DIRECTIONS FOR THIS TASK:
Rewrite the part of the lines below that opens with the line containing "the black cap" and closes with the final line, both included, and offset every x and y coordinate by adding 73. Leave out the pictures.

RECORDED DATA:
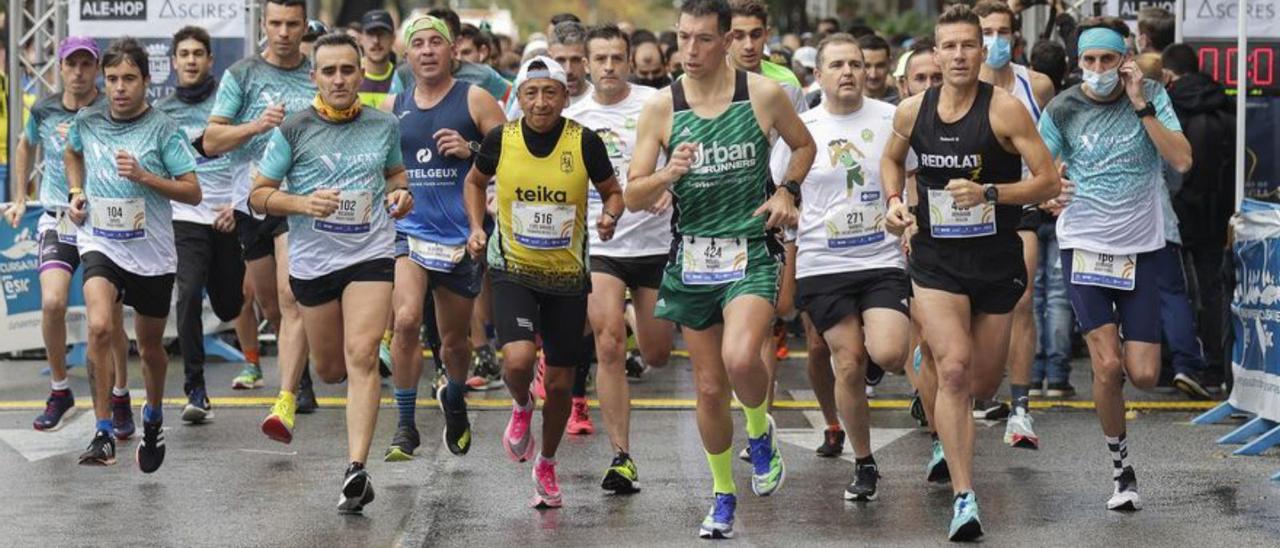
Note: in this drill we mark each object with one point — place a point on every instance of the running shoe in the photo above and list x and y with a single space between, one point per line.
279 424
580 419
403 444
248 378
965 524
59 407
100 452
306 397
151 450
197 409
1125 498
863 489
1192 387
519 439
937 470
545 485
622 476
990 410
122 418
357 489
1019 432
832 443
718 523
768 471
457 427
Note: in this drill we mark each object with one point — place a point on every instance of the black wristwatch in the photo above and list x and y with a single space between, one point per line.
794 187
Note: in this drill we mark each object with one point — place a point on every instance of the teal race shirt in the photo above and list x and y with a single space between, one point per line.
46 115
216 174
352 158
128 222
247 88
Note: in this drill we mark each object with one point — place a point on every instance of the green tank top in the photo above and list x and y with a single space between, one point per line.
730 173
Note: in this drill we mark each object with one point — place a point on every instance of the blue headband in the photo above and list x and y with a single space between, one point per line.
1101 39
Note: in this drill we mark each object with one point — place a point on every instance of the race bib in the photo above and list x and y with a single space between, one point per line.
434 256
1112 272
353 215
543 225
119 219
709 261
947 220
855 224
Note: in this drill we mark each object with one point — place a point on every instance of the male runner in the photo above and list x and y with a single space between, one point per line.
632 260
124 161
965 261
1033 90
346 183
209 254
538 256
59 256
440 119
1112 131
252 99
722 275
850 277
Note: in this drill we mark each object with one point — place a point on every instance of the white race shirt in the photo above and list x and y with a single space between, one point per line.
842 211
638 233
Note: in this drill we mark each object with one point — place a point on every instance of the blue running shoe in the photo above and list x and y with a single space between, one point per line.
718 523
965 525
767 467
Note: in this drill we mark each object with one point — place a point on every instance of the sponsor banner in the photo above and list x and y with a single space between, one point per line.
19 281
1256 310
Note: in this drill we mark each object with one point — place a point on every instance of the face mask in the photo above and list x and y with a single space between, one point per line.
1101 82
1000 50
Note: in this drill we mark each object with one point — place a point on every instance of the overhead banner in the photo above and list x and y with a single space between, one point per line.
154 22
1256 310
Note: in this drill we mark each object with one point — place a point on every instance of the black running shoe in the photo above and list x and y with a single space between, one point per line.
357 489
832 443
457 427
151 450
864 484
100 452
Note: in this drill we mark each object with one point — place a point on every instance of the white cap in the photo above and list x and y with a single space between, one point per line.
553 71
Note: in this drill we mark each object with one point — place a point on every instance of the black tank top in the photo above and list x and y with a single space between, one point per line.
967 149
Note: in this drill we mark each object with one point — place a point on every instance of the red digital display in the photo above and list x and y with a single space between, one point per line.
1262 64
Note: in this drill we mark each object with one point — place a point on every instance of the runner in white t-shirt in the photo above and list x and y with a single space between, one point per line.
850 274
634 259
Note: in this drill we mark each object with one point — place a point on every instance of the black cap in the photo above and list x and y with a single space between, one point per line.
375 19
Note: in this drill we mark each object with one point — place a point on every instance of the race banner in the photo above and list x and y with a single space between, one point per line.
154 22
1256 310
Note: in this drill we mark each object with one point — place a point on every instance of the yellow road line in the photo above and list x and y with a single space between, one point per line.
641 403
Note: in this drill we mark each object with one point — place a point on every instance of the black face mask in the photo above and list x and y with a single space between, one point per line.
657 83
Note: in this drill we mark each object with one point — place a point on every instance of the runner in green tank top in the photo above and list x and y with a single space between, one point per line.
721 277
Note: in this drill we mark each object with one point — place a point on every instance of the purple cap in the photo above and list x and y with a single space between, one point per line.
73 44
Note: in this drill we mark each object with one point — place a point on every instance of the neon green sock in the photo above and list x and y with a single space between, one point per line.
722 471
757 420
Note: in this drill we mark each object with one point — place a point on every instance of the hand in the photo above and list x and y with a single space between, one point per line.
77 209
604 225
661 206
14 213
401 202
448 142
128 167
965 193
476 243
323 202
270 118
224 220
899 219
781 209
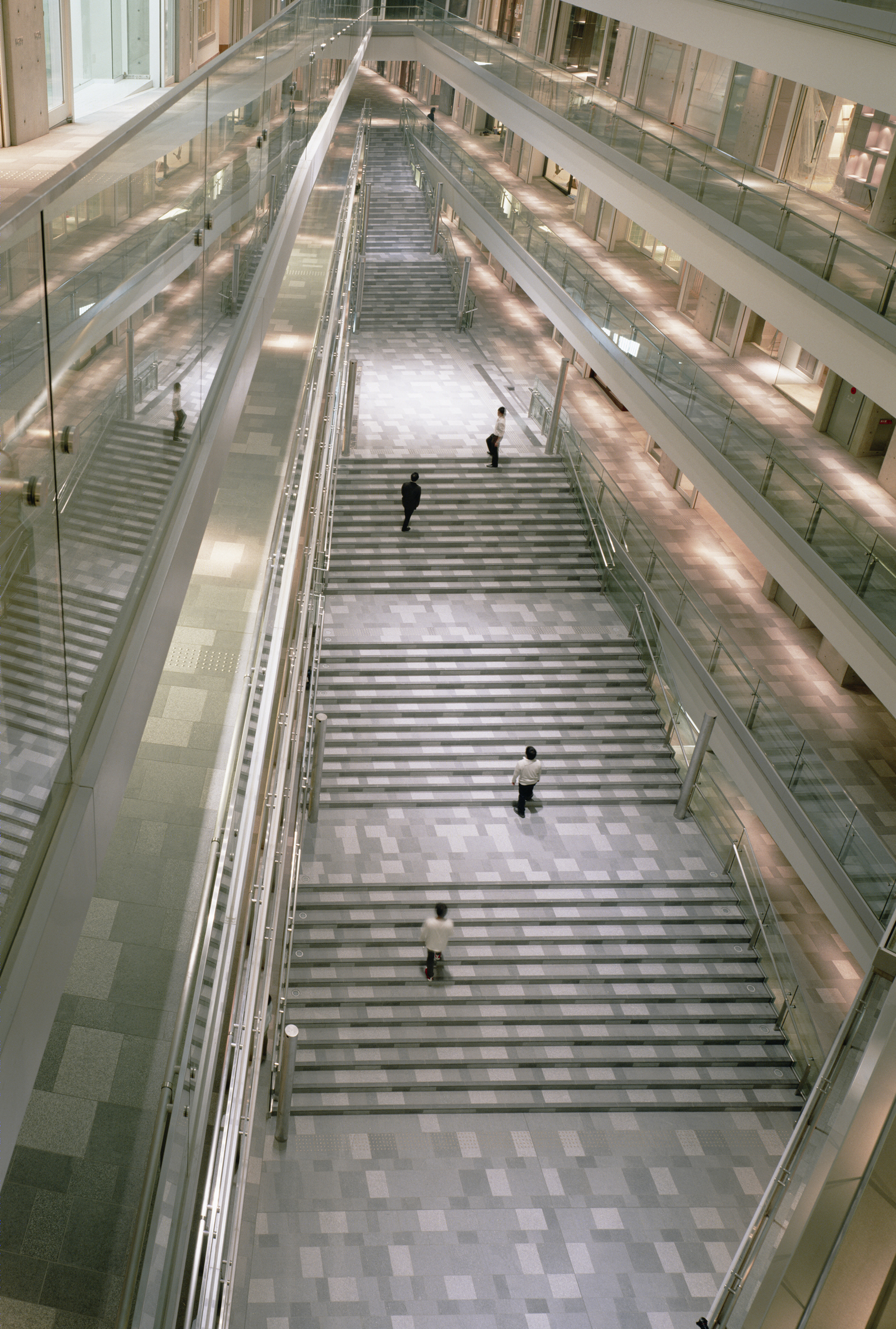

CORRECT RESULT:
Note: in this drill we mark each object with one point — place a point on every instance of the black cap in the photo above and list x and y with a single space between, one point per line.
448 92
Note: in this drill we mark each object with one point — place a point on every instance of the race banner in the photo above and list x and y with a single space between, one point per line.
227 95
1329 383
Note: in this drill we mark each object with one point — place a point on every instance of the yellow road line in the photo above and list x and y with a single space between, one point per line.
714 476
Note: in this drill we mark each object with one point — place a point on every instance of the black face mask in the photo above and list x and y with a single space between, one point per line.
730 156
Note: in this drill we mark each object with one point — place a point on every instance of the runner in green tank top in the photo above and list x and y with a single space between, one point per line.
794 350
Note: in this drill we mark each object with one point — place a point on every instance of the purple cap in the photo above and list x and y with a single space between, one point per line.
146 117
Note: in this drill we mark each object with one point — place a point on every instance of the neon green sock in the photo above and list x and y with a single space between, one point per line.
795 544
830 493
Note: in this drill we mark each object with one point — place a point on every instance of the hand in the photo above and list x and y with a single space between, one point per line.
150 282
677 298
734 279
87 286
474 275
521 215
201 240
1038 266
549 316
396 275
343 191
297 293
972 292
854 282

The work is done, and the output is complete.